O problema: Escreva a continuação do texto sobre a reabilitação urbana, começando logo a seguir à última frase apresentada.

Seleção:
******

Mas a obrigação que temos de reconstruir as nossas cidades, em especial as cidades onde gostamos de viver, implica a adopção de uma série de preocupações de sustentabilidade, desde logo inerente à nossa consciência de cidadãos – também digo que não somos suficientemente ricos para podermos dar-nos ao luxo de deixar degradar a enorme riqueza patrimonial que fomos construindo ao longo do tempo.
Tudo isto, em boa verdade, implica uma profunda mudança de mentalidades tão necessária até para gerar outros comportamentos e outras atitudes que propiciem maior produtividade, considerando vectores tão indispensáveis como os que se prendem com poupanças de energia ou com outras preocupações ambientais, questões crescentemente presentes no âmbito da Reabilitação Urbana.
O quadro de referência dos apoios comunitários, em vigor até 2020, privilegia fortemente a reabilitação das cidades e quem estiver preparado para acompanhar essa dinâmica pode beneficiar melhor desses apoios e, consequentemente, proporcionar às populações residentes outra qualidade de vida, num processo que também contribuirá para a significativa diminuição do desemprego no sector imobiliário.
A degradação do centro das nossas cidades em competição com as muitas periferias e outras tantas periferias de periferias também caracterizadas pela desumanização urbana foi – não o esqueçamos – responsável pelos estúpidos gastos que os diários movimentos pendulares das periferias para o centro e do centro para as periferias implicaram. O futuro só aceita instalar-se em espaços urbanisticamente agradáveis.
Numa cidade com um centro histórico reabilitado e habitado, num centro urbano que tenha vida própria do amanhecer ao entardecer e de noite, que não se limite a ser um código postal de serviços, os cidadãos estão seguramente mais disponíveis para a tarefa colectiva de fazer renascer a nossa Economia, começando pela própria autoestima que se instala quando habitamos bem.
Riscos de gentrificação
Claro que a necessidade da Reabilitação Urbana, nomeadamente quando ela surge tardiamente, corre o risco de acentuar fenómenos como o da gentrificação, um clássico risco colateral para residentes e comércio tradicionais se a própria dinâmica da Reabilitação não tiver em conta esse equilíbrio e o direito à cidade de quem nela sempre viveu.
Ainda há dias defendia que o desenvolvimento que a Reabilitação dos Centros Urbanos leva às cidades, nomeadamente através do Turismo residencial, tem de ter tudo isto em conta, sublinhando, por exemplo, os legítimos direitos de quem vive na cidade o ano todo e não deve ser obrigado a suportar, o ano todo, o barulho nocturno de sucessivas ondas de turistas cativados pelas dinâmicas de pólos urbanos reabilitados que possam virar moda.

******

Material fornecido:
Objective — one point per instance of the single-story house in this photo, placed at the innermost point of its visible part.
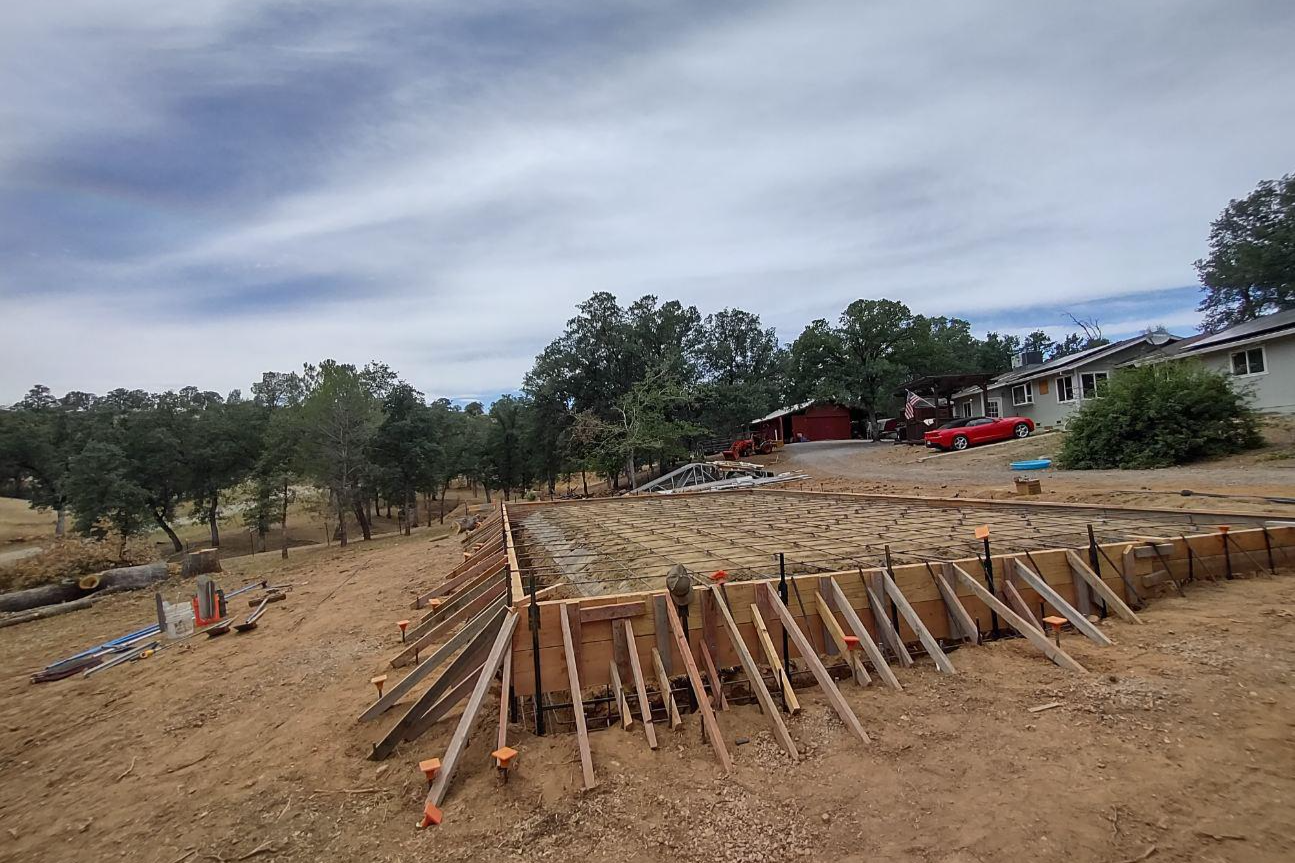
(1049, 391)
(815, 420)
(1260, 354)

******

Resposta ao problema:
As casas, como as árvores, também morrem de pé, mas a morte das casas pode ser adiada se não fingirmos que estão vivas quando estiverem a sofrer agonias quase invisíveis que destroem as cidades por dentro. É isso que se exige da Reabilitação Urbana, sem descurar efeitos colaterais adversos. Isso e uma atenção, sem hipocrisias, à sustentabilidade das próprias cidades, em termos energéticos e ambientais.
No septénio que acabará em 2020, o previsível último período de maior atenção europeia às suas periferias, as nossas opções serão decisivas para o dilema que se nos coloca e que se traduz na certeza de termos de reabilitar as cidades se não quisermos que elas acabem por morrer, já não apenas em escombros que ainda poderão, aqui ou além, aguentar-se de pé.
Não basta aumentar o espaço vital da habitação por habitante, numa relação que aumentou muito nos últimos anos. Não basta redesenhar a área útil das habitações, das casas novas e das casas reconstruídas, tornando-as maiores e para menos gente… Nem basta dotar as casas que queremos habitar de maiores acessibilidades, nos mais diversos pormenores.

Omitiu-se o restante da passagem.